**PROBLEM DESCRIPTION:** Every record is to be duplicated exactly as it reads, without its images.

**LISTED RECORDS:**
☆ ☆ ☆ ☆ ☆
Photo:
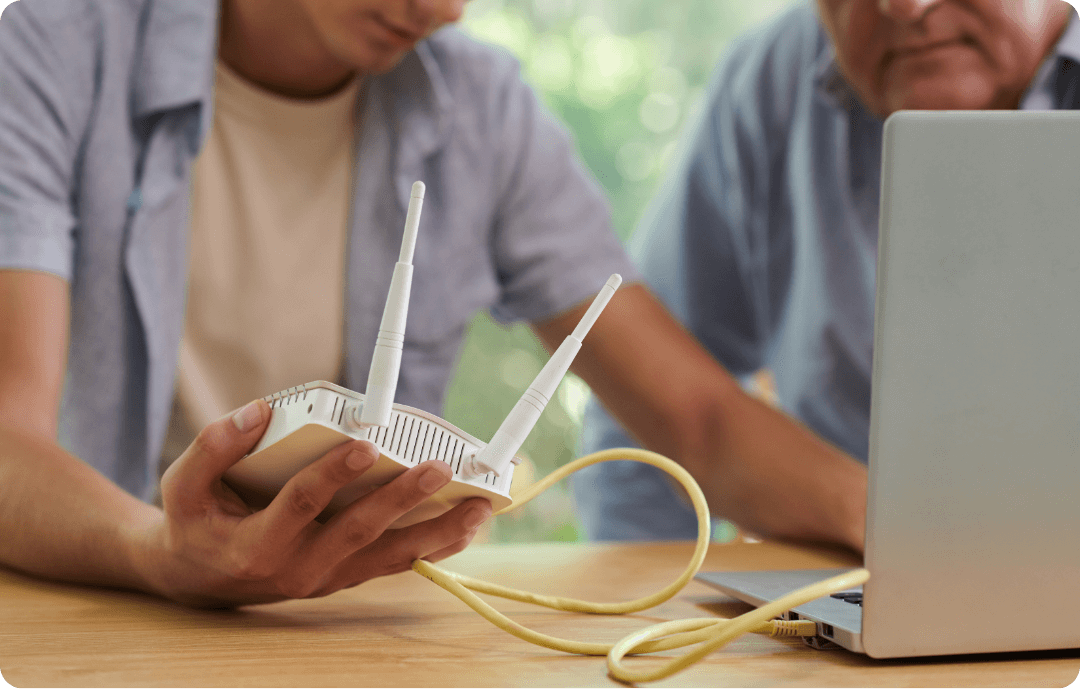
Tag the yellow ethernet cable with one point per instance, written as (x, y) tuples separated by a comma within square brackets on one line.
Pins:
[(707, 633)]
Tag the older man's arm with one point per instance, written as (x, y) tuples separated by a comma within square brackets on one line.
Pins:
[(757, 466)]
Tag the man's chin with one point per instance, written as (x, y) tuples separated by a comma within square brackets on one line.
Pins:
[(961, 93)]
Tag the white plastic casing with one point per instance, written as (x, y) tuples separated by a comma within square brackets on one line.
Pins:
[(308, 421)]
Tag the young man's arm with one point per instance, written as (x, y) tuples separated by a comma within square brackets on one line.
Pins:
[(757, 466), (63, 519)]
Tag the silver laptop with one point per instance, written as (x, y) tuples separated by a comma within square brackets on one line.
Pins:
[(973, 523)]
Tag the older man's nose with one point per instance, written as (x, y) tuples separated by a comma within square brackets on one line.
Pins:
[(906, 10)]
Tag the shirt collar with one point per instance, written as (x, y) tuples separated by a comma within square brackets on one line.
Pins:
[(175, 62), (417, 96), (175, 68), (832, 85)]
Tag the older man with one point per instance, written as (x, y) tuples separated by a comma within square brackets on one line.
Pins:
[(297, 166), (764, 241)]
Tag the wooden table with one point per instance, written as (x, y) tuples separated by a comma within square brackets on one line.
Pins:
[(406, 632)]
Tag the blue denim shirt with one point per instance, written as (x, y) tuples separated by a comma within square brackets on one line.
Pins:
[(764, 243), (105, 104)]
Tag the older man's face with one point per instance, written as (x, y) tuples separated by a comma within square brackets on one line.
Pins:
[(942, 54)]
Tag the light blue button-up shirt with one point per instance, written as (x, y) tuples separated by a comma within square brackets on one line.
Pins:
[(764, 243), (105, 104)]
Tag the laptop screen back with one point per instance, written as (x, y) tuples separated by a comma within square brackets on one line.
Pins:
[(973, 528)]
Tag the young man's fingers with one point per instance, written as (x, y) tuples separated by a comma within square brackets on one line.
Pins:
[(218, 446), (362, 523), (308, 493), (434, 539)]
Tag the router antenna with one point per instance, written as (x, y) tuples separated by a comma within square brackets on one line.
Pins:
[(387, 360), (496, 457)]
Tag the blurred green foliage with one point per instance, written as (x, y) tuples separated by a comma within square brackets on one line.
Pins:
[(625, 77)]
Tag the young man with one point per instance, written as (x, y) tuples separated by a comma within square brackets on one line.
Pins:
[(297, 202), (765, 240)]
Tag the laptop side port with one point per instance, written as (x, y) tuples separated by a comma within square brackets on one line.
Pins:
[(822, 639)]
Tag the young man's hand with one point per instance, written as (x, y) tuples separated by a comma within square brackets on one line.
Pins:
[(210, 548)]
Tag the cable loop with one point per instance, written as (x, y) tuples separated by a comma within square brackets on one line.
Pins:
[(709, 633)]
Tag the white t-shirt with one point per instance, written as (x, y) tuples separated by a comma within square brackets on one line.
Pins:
[(269, 219)]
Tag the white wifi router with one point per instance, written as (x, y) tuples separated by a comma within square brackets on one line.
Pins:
[(309, 420)]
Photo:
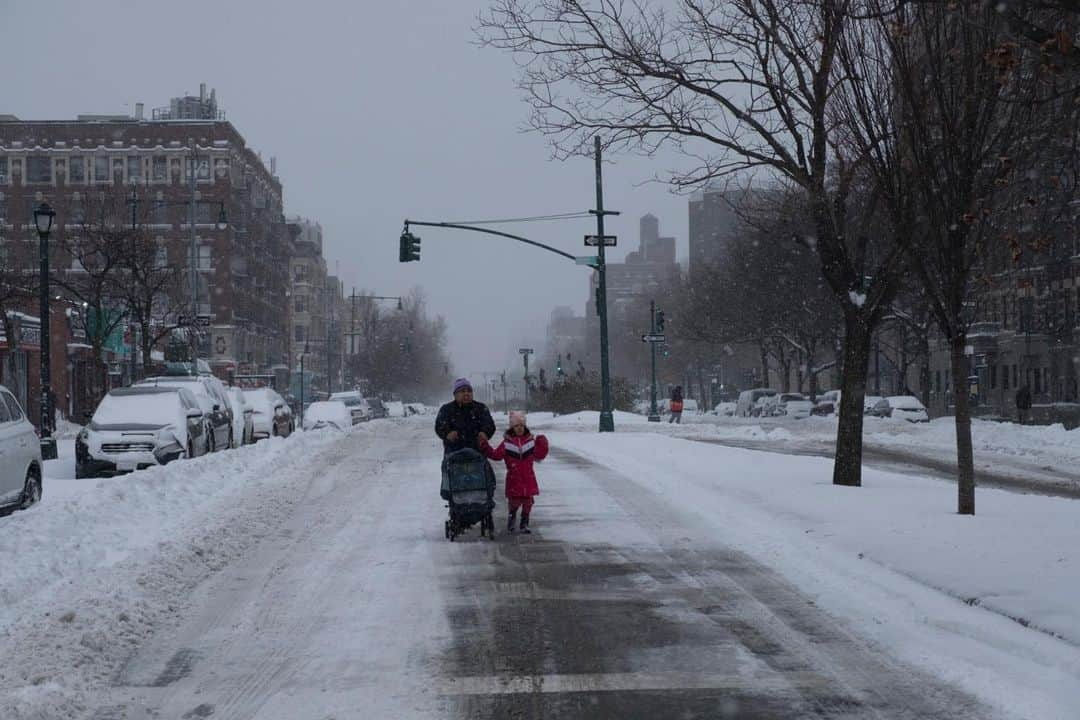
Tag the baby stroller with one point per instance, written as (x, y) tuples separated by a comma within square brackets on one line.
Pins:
[(468, 488)]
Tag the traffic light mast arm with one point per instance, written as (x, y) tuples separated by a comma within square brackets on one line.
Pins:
[(490, 232)]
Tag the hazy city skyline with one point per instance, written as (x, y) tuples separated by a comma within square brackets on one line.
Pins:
[(368, 127)]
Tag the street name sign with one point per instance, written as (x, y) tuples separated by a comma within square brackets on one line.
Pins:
[(594, 241)]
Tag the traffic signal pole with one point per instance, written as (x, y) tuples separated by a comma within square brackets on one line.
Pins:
[(409, 250), (653, 410), (607, 416)]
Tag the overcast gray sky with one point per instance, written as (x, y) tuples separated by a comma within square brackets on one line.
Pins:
[(376, 111)]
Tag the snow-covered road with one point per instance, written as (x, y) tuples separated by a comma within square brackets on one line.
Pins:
[(313, 582)]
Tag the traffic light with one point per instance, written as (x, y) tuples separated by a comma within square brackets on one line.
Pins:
[(409, 247)]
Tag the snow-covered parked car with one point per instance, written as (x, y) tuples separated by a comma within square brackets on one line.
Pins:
[(792, 405), (828, 403), (140, 426), (327, 413), (358, 406), (725, 409), (906, 407), (748, 399), (21, 470), (243, 425), (213, 401), (271, 417)]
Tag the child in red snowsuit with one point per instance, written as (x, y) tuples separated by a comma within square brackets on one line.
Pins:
[(520, 449)]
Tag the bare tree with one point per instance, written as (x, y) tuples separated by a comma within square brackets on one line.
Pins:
[(93, 274), (741, 86), (153, 290), (947, 116)]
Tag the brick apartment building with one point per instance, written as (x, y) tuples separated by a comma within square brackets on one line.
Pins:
[(242, 266)]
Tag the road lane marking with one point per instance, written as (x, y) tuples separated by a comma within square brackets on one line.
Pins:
[(515, 684)]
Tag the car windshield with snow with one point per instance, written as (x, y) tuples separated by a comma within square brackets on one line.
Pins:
[(139, 426)]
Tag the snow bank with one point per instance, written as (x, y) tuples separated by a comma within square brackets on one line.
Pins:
[(83, 527), (959, 596)]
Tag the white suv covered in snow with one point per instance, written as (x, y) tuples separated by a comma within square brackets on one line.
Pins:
[(140, 426), (21, 450)]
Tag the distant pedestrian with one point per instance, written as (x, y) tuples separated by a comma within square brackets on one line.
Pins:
[(520, 449), (1024, 403), (676, 406)]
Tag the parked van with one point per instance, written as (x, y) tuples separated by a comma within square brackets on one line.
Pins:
[(748, 398)]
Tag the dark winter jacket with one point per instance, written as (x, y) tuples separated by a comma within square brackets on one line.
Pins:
[(520, 451), (469, 420)]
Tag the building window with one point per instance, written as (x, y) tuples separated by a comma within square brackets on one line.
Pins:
[(134, 168), (39, 168), (77, 170), (202, 168), (77, 214), (102, 168)]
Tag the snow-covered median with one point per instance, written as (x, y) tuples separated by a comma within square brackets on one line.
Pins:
[(958, 596), (98, 565)]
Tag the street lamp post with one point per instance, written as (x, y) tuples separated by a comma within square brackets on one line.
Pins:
[(607, 417), (43, 216), (302, 353), (653, 411)]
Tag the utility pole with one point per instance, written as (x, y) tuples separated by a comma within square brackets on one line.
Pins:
[(194, 261), (525, 356), (653, 411), (607, 417)]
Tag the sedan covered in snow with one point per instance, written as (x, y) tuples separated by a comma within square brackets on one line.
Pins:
[(140, 426), (327, 413), (905, 407), (792, 405), (271, 417)]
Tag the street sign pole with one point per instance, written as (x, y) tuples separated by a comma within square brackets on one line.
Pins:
[(653, 411), (525, 356)]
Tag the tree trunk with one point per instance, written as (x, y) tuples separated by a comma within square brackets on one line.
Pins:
[(925, 375), (964, 454), (147, 342), (848, 467), (765, 366)]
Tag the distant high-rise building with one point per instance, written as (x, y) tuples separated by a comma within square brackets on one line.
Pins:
[(713, 221)]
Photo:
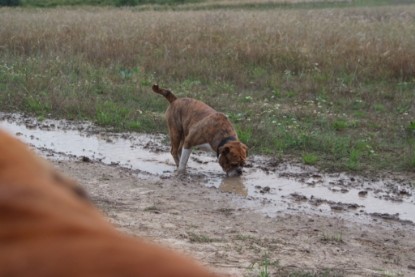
☆ ☆ ☆ ☆ ☆
**SOLUTION TO THIS PROBLEM:**
Photo:
Tag the yellow ethernet cable with one point per instance, written as (x, y) tuples separated by a comma within square brackets on one line.
Pins:
[(707, 633)]
Tag the older man's arm with one point per instance, written as (x, y) tuples separated by a comma within square brackets on one line.
Pins:
[(757, 466)]
Tag the man's chin with one point per instance, written as (x, y) tuples separated by a comma within square brackets on one line.
Pins:
[(961, 93)]
Tag the white plastic casing with one point per instance, written as (x, y) tuples separated by a comma within square brackets on one line.
Pins:
[(308, 421)]
Tag the young man's arm with one point per instance, written as (x, y) tuples separated by a comma within square brackets on one line.
Pins:
[(757, 466), (63, 519)]
Tag the silver laptop with one point per instance, written as (x, y) tuples separated by a comma within square brackets on one line.
Pins:
[(973, 523)]
Tag the older man's nose with one point per instance, written as (x, y) tuples separated by a comma within square brackets on one line.
Pins:
[(906, 10)]
Tag the shirt collar with one point per instance, written as (x, y) tuples separated by a comma within square brackets on one line.
Pins:
[(175, 62), (417, 96), (175, 68), (832, 85)]
Tag the older man with one point per instance, written as (x, y) tuples separated by a comma within square brackets on one line.
Pins:
[(297, 166), (764, 241)]
Tag the wooden table with one point per instance, written as (x, y) tuples separated by a comma within square brackets on one line.
Pins:
[(406, 632)]
Tag the blue denim shirt with one point per instance, written as (x, y) tuples separated by a comma within square brackets on one line.
Pins:
[(764, 243), (105, 104)]
Tag the older man's face with one point per instance, written as (x, y) tuples separated by a comma within square brackets on one line.
Pins:
[(942, 54)]
Tag the light blue button-up shirt with one point per instance, written as (x, y) tuples separated by a comma within square brackets on one line.
Pins:
[(764, 243), (105, 104)]
Tag the laptop screen back with one point per instance, written as (x, y) tuples separated by a comma within square brackets on one line.
Pins:
[(973, 528)]
Tag the young man's fingers with one point per instance, written as (x, y) tuples separated by a comma within square brackets on one line.
Pins:
[(218, 446), (362, 523), (308, 493), (434, 539)]
Tag the router antenna with one point per instance, written as (x, y) tuples separated by a comma within square brackets on one line.
Pins:
[(387, 360), (496, 457)]
Tag the blurred green foliage with one point per instance, written as (x, y) tuples separated by a comma within square brackets on one line.
Pins:
[(625, 77)]
Tag the young man with one point per instance, written as (x, y) tuples separated by a comma within square brackets on one line.
Pins:
[(297, 202), (765, 240)]
Tag the laptop side port with one point per instance, written as (x, y) tuples separated by a comma within square brackets on one line.
Pins:
[(822, 639)]
Tag the young man's hand with one point per instance, written as (x, y) tuples separated by a comma within square brackets on one line.
Pins:
[(210, 548)]
Tag the cable loop with one point per instance, written as (x, y) tuples separated by a comma within square brackets on one line.
Pins:
[(709, 633)]
Tag the white t-shirt with one point per instance, written as (x, y) tuples separated by a comma within square brackets on one line.
Pins:
[(269, 219)]
Tag the white wifi router with one point per instance, written as (x, y) tuples separated by a comma within square brackets on one line.
Pins:
[(309, 420)]
Photo:
Tag the baby stroller with one point per instance, written as (x, y) tuples separated by a comma within square brackets on one line.
Pins:
[(468, 488)]
Tag the traffic light mast arm with one point per instance, written as (x, y) tuples separated by a comma within square brackets on one line.
Pins:
[(490, 232)]
Tag the hazy city skyline with one point per instance, written as (x, y) tuples separated by a comma within square brackets on one line.
Pins:
[(368, 127)]
Tag the street name sign with one point per instance, written as (x, y) tuples separated by a comma within square brackets on one line.
Pins:
[(594, 241)]
Tag the traffic signal pole with one point per instance, written as (x, y) tuples separated by a comma within square brackets on one line.
Pins:
[(409, 250), (653, 410), (607, 416)]
Tag the overcast gray sky with one point per instance, written as (x, y) tuples separated by a comma within square brackets on one line.
Pins:
[(376, 111)]
Tag the snow-covered road with one point per instance, written as (x, y) tuples separated by a comma within square brackets on one line.
Pins:
[(313, 582)]
Tag the traffic light with one point per instance, written as (x, y) tuples separated by a comma within square brackets on one line.
Pins:
[(409, 247)]
Tag the snow-covered parked car with one point per instance, written as (x, y) tuples separated by a comma within square brackets on one line.
Pins:
[(792, 405), (828, 403), (140, 426), (327, 413), (358, 406), (725, 409), (906, 407), (748, 399), (21, 470), (243, 425), (213, 401), (271, 417)]
Tag the child in red snowsuit with one point per instance, written as (x, y) tuples separated by a comma within square brackets on one line.
Pins:
[(520, 449)]
Tag the bare tree with one point per instance, written as (x, y) tuples separated by a comma within square brackets on one line.
Pins:
[(93, 274), (741, 86), (153, 290), (947, 116)]
Tag the brick apartment building with one point per instance, written as (x, y) tuples separated by a comma within square brackets on one line.
Pins:
[(242, 266)]
Tag the road lane marking with one point per instance, written as (x, y) tuples separated by a comma within square brackets on one line.
Pins:
[(515, 684)]
Tag the car windshield with snow with one point per instance, written as (x, y) tuples separated by a comma within square brackets on one line.
Pins:
[(139, 426)]
Tag the snow bank with one point per instance, written as (x, y) tuples separated by a comma within square brackets on one line.
Pins:
[(83, 527), (959, 596)]
Tag the white suv covered in snow with one point per instance, written as (x, y) tuples separated by a comma within square brackets on one line.
Pins:
[(140, 426), (21, 450)]
Tag the distant pedestrian with one point per instance, written as (x, y) tuples separated by a comma within square brackets on one line.
Pins:
[(520, 449), (1024, 403), (676, 406)]
Tag the parked van with one point per instance, written as (x, y) tuples separated by a comma within square brackets on one line.
Pins:
[(748, 398)]
Tag the dark winter jacket with one point per instance, written as (x, y) tuples separated by a comma within square brackets on one line.
Pins:
[(520, 451), (469, 420)]
Tag the building window with one point per instance, written as (x, y) tuples separated by a comma within square brackets on one line.
Pins:
[(134, 168), (39, 168), (77, 170), (202, 168), (77, 214), (102, 168)]
Tag the snow-covered median with one point per instance, written as (x, y) tuples separated by a comma within square brackets on one line.
Pins:
[(958, 596), (98, 565)]
Tag the street lamp post with one point per instance, written as (x, y) tuples separated by a comma within square brackets on one line.
Pins:
[(607, 417), (43, 216), (302, 353), (653, 411)]
Tag the utility pole with one point per instance, written as (x, y) tuples separated by a comma within square brackets on one line.
Pins:
[(194, 261), (525, 356), (653, 411), (607, 417)]
Tag the sedan covered in snow with one point per instance, written as (x, y) tuples separated by a comma within square brackets on one line.
Pins:
[(140, 426), (327, 413), (905, 407), (792, 405), (271, 417)]
Tag the street sign pole with one point per instance, written as (x, y) tuples separated by a comma within square brackets on one line.
Pins:
[(653, 411), (525, 356)]
Tag the tree trunk with one point per instance, written as (x, y) tuples separated by a comma within square brackets on one line.
Pins:
[(925, 375), (964, 454), (147, 342), (848, 467), (765, 366)]
Tag the distant high-rise building with one point per instance, written as (x, y) tuples separated by a comma within square brackets on one line.
Pins:
[(713, 221)]
Photo:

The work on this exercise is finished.